Segment Start: TEXT UNDER STUDY

Employer Not Responsible for Stalled Accommodation

Charging that the employer was responsible for delays in accommodating a pregnant worker, the union grieved.

The first production worker at the steel mill to become pregnant, T.T. notified the employer of her status on March 23, 2010 and said that she would be unable to continue in her current job.

Three weeks later, the employer wrote to T.T. informing her that her pregnancy in and of itself was not a valid reason for not attending work. She was advised to consult her doctor and provide the company with documentation on what job tasks she could not perform. That letter was also copied to the union.

On April 27, 2010, T.T.’s doctor sent a note saying simply that T.T. was “unable to work for medical reasons” from March 23 and indefinitely.

Another note from T.T.'s doctor three days later to the employer’s short-term disability carrier was offered in support of T.T.’s claim for short-term disability. The letter claimed that there was no modified work available for her.

The application for short-term disability was denied and on June 10, 2010, T.T. filed a grievance claiming that she was denied light duties and that she was being discriminated against because of her pregnancy.

In response to the grievance, the employer asserted that it was willing to accommodate T.T., however, it had no information regarding her medical restrictions and functional limitations.

On August 24, T.T.’s doctor provided a letter to the employer outlining her restrictions and limitations. The employer then suggested to the union a number of positions that might be suitable for T.T. However, the union initially rejected the employer’s suggestions over concerns that such an accommodation would be disruptive to workers with seniority. Referencing the circumstances of two workers who had positions created for them after suffering permanent disabilities as a result of work-related injuries, the union suggested that such an approach could adopted with T.T. in order to avoid any disruption to the bargaining unit.

No obligation to create new job

The employer refused, stating that it was under no obligation to create a new position for T.T.

Before the Arbitrator, the union argued that the employer was responsible for delaying the accommodation process and it sought compensation for T.T. to cover lost wages and benefits.

The employer denied any responsibility for the delay. T.T. had simply advised the company that she was unavailable for work and provided no information with respect to her restrictions or limitations until August 24. After that point, the union was the hold up, the employer said.

While neither party acted in bad faith, inexperience clearly played a role in causing the delay, the Arbitrator said. T.T. mistakenly believed that she only needed to fill out a claim for sick leave benefits in order to advance the process of accommodation. Faced with the potential for some disruption in the bargaining unit as a result of any accommodation, the union felt that the employer was under an obligation to create a new job.

Segment End: TEXT UNDER STUDY
Segment Start: EXERCISE DATA

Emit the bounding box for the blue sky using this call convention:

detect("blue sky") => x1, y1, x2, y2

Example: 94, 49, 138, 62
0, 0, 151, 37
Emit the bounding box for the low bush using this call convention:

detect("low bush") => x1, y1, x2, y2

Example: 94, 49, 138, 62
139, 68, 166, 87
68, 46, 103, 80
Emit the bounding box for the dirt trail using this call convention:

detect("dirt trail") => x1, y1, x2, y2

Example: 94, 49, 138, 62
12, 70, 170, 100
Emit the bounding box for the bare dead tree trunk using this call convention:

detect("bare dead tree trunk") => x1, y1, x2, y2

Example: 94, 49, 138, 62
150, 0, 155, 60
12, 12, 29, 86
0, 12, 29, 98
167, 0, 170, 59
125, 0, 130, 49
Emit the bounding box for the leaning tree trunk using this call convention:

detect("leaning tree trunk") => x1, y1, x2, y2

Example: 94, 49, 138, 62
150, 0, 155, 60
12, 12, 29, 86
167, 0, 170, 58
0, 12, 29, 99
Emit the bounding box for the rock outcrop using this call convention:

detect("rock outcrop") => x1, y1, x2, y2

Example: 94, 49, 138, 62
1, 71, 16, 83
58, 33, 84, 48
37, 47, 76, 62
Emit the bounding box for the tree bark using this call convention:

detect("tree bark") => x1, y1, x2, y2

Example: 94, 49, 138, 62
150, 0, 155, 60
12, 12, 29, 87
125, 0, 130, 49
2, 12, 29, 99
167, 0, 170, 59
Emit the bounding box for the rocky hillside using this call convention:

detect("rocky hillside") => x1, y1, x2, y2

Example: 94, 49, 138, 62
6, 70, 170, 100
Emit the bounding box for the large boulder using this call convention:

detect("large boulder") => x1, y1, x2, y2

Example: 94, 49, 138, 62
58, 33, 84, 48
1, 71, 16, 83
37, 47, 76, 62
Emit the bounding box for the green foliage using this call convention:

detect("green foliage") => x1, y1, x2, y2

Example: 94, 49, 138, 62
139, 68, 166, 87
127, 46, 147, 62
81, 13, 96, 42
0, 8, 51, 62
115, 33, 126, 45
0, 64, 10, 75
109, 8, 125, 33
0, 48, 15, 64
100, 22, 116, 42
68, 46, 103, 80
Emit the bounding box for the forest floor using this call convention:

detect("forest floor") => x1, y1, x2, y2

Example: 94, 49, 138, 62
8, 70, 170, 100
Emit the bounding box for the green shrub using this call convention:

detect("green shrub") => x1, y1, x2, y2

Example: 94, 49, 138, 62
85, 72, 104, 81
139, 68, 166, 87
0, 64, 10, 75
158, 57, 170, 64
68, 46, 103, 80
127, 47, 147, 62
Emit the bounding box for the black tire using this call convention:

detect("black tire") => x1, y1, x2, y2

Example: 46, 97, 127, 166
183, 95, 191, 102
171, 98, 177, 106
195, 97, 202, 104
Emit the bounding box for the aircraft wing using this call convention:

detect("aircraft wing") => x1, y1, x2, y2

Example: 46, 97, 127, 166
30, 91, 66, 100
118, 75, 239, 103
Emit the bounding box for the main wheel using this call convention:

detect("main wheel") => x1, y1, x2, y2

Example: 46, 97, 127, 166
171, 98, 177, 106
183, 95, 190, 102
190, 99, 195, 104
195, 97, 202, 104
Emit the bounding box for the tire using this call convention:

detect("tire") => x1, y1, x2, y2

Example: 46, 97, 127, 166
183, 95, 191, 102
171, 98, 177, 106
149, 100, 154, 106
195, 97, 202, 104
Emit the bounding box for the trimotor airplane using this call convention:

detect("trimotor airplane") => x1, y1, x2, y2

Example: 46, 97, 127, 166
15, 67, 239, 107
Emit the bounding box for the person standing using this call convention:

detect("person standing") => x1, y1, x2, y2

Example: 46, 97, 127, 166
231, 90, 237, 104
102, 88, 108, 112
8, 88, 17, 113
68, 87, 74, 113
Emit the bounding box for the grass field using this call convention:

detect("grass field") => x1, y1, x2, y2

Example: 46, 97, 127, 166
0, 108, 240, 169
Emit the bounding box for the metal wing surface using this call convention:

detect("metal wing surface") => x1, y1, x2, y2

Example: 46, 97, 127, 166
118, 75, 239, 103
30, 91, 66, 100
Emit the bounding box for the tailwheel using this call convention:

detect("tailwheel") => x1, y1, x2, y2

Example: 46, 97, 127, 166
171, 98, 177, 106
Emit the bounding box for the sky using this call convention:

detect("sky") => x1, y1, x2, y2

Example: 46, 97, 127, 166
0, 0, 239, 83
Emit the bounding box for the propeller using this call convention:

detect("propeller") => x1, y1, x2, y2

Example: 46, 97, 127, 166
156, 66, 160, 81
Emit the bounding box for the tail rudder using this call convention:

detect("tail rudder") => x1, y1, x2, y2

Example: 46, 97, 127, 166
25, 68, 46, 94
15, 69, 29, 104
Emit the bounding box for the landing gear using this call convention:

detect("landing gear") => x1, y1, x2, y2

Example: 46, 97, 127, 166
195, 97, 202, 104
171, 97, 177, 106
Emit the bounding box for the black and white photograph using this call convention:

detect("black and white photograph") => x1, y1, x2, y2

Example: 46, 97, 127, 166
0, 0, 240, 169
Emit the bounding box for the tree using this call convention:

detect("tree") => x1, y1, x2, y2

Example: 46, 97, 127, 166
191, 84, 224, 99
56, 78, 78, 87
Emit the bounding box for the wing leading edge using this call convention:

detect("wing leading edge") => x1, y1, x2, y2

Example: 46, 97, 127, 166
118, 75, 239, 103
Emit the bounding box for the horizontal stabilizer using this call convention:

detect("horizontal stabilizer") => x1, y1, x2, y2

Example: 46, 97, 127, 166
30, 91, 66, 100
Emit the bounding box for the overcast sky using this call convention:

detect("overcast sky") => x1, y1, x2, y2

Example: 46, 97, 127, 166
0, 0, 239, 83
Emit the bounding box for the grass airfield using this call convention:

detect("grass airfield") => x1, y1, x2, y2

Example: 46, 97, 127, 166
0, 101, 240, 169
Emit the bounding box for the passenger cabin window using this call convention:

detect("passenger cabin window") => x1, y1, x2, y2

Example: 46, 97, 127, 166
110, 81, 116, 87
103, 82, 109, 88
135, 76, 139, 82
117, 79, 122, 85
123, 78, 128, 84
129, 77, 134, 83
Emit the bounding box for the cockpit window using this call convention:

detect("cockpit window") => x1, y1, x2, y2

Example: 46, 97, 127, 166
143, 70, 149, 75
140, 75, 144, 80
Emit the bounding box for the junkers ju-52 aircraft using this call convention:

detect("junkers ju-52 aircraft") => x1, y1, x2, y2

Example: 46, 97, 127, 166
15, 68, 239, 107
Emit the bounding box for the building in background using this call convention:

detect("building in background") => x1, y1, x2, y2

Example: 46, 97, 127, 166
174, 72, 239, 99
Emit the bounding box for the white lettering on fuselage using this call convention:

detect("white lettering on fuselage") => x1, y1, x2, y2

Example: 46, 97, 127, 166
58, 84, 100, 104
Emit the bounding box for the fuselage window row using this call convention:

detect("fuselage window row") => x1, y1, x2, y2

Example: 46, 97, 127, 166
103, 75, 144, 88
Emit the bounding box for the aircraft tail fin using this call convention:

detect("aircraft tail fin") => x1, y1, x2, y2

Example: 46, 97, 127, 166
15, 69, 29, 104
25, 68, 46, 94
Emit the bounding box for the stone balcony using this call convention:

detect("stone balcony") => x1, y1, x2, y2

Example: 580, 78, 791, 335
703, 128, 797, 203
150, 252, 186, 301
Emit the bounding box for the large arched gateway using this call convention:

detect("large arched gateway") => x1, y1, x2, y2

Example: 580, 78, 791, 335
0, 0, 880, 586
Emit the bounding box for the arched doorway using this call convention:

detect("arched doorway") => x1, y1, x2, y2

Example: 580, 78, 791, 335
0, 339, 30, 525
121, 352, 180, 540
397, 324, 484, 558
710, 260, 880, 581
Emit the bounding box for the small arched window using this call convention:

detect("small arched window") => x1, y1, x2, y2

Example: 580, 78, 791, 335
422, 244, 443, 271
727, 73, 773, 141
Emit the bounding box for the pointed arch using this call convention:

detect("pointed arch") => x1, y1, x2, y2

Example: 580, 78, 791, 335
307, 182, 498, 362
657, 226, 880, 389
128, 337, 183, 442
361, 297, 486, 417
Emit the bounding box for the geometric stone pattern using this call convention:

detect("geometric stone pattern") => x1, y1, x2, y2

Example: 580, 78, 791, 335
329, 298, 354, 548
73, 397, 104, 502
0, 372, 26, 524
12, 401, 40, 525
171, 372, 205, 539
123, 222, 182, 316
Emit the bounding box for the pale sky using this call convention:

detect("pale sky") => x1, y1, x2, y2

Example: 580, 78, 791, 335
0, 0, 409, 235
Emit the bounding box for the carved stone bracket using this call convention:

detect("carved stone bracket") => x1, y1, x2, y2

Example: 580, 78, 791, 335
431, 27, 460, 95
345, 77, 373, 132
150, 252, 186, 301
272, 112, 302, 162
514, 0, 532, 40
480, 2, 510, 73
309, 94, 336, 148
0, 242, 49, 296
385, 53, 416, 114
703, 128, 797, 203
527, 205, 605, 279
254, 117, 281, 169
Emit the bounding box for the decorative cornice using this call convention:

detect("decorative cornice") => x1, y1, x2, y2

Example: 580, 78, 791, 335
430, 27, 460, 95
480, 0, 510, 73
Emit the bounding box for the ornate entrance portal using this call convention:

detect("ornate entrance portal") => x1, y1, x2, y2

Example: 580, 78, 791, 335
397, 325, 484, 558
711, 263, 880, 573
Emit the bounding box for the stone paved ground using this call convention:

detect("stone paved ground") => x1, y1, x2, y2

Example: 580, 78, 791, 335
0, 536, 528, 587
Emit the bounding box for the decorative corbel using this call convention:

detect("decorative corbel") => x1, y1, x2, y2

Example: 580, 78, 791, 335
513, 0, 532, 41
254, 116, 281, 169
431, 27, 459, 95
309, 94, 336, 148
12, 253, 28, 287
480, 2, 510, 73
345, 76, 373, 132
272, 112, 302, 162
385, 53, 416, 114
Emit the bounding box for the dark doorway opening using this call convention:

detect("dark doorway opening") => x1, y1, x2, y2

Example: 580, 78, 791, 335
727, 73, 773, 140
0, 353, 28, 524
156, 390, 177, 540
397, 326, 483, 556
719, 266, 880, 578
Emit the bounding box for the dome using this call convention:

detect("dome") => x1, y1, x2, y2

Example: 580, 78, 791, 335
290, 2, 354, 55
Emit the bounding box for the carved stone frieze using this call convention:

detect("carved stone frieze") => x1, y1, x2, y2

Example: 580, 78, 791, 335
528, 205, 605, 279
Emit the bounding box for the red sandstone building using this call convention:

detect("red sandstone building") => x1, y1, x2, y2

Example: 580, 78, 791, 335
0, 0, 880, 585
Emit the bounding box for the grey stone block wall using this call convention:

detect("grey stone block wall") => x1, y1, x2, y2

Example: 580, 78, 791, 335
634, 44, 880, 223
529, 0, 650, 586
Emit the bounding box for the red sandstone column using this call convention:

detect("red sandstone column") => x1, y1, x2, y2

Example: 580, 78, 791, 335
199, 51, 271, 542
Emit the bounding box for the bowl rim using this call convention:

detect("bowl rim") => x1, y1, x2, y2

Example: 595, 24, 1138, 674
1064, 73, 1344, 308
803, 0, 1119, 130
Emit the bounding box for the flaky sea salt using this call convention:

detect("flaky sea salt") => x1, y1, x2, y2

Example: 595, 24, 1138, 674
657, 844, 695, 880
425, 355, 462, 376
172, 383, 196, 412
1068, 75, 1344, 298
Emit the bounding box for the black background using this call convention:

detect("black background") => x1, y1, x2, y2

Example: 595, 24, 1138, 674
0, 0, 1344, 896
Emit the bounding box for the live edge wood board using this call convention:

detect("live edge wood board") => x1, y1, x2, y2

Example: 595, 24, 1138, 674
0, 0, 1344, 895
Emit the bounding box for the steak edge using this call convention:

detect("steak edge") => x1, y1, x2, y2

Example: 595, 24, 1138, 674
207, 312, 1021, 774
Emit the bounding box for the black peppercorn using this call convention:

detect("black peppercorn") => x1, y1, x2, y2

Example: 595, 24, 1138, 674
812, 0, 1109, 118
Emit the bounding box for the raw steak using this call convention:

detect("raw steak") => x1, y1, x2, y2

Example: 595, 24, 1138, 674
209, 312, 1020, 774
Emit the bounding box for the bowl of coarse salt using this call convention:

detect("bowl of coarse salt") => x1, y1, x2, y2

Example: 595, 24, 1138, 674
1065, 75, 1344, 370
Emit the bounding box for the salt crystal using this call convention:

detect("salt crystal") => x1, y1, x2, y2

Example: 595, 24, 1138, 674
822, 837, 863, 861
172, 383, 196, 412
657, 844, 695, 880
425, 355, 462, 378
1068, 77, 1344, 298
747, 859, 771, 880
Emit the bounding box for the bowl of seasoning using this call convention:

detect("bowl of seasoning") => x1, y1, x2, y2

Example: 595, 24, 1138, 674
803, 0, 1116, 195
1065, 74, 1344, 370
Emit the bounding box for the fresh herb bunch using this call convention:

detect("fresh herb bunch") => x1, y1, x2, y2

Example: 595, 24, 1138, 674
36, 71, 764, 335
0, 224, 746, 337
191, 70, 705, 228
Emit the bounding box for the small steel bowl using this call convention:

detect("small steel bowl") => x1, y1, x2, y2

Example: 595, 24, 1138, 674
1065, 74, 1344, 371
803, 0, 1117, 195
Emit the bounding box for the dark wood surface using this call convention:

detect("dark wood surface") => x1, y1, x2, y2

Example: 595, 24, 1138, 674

Segment End: EXERCISE DATA

APPLY WHAT YOU READ —
(a) In the accommodation case, rewrite the passage from "On April 27, 2010, T.T.’s" to "available for her.", changing "indefinitely" to "until further notice".
(b) According to the accommodation case, on what date did T.T.'s doctor give the employer a letter outlining her restrictions and limitations?

ANSWERS TO EACH TASK —
(a)
On April 27, 2010, T.T.’s doctor sent a note saying simply that T.T. was “unable to work for medical reasons” from March 23 and until further notice.

Another note from T.T.'s doctor three days later to the employer’s short-term disability carrier was offered in support of T.T.’s claim for short-term disability. The letter claimed that there was no modified work available for her.

(b) August 24